Data entries:

^^^^^^^^^^^^^^^^

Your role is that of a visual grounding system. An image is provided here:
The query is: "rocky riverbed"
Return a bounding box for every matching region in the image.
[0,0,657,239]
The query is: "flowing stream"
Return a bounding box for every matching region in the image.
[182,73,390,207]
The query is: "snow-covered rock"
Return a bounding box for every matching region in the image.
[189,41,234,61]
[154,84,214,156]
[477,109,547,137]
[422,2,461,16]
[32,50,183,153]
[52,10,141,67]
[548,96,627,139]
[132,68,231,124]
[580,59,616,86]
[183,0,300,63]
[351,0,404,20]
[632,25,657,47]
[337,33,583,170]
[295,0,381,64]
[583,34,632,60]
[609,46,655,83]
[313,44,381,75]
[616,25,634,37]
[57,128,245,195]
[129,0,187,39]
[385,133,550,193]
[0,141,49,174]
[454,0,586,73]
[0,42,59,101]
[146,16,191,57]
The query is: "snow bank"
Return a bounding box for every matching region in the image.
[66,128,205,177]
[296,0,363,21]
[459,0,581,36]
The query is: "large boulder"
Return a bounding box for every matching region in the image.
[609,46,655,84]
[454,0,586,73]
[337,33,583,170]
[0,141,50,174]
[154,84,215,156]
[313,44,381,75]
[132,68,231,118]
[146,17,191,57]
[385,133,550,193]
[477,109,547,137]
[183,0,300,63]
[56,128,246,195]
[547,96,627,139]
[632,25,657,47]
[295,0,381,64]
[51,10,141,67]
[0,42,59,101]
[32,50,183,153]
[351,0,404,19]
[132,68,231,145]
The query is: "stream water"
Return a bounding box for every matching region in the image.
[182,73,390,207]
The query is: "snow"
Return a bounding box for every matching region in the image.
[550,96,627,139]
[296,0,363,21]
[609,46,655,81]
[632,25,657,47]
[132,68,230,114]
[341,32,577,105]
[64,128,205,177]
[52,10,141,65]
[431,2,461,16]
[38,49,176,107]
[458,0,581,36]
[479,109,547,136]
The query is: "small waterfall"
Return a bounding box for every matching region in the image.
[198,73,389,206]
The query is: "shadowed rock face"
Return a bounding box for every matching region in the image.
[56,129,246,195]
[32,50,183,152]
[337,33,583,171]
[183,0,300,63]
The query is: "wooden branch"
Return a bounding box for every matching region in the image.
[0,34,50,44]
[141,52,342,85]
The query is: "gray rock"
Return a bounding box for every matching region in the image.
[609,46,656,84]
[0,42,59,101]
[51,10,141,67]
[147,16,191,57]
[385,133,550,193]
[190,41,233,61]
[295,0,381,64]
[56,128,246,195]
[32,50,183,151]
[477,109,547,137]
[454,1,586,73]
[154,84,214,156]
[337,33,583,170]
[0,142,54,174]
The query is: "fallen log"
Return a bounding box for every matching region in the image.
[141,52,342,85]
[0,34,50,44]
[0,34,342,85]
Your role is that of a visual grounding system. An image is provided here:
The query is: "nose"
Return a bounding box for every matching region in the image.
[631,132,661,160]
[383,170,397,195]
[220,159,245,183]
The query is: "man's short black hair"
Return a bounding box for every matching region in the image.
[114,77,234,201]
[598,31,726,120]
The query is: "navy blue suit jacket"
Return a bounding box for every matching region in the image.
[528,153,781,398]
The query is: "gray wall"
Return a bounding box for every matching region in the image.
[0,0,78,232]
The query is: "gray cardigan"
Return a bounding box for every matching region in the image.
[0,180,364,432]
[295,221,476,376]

^^^^^^^^^^^^^^^^

§ **PROBLEM DETAILS**
Pick out every line in the material above that contains the string "stream", and copy each one. Case counts.

§ **EXERCISE ANSWER**
The query is: "flowing stream"
The query is: "stream water"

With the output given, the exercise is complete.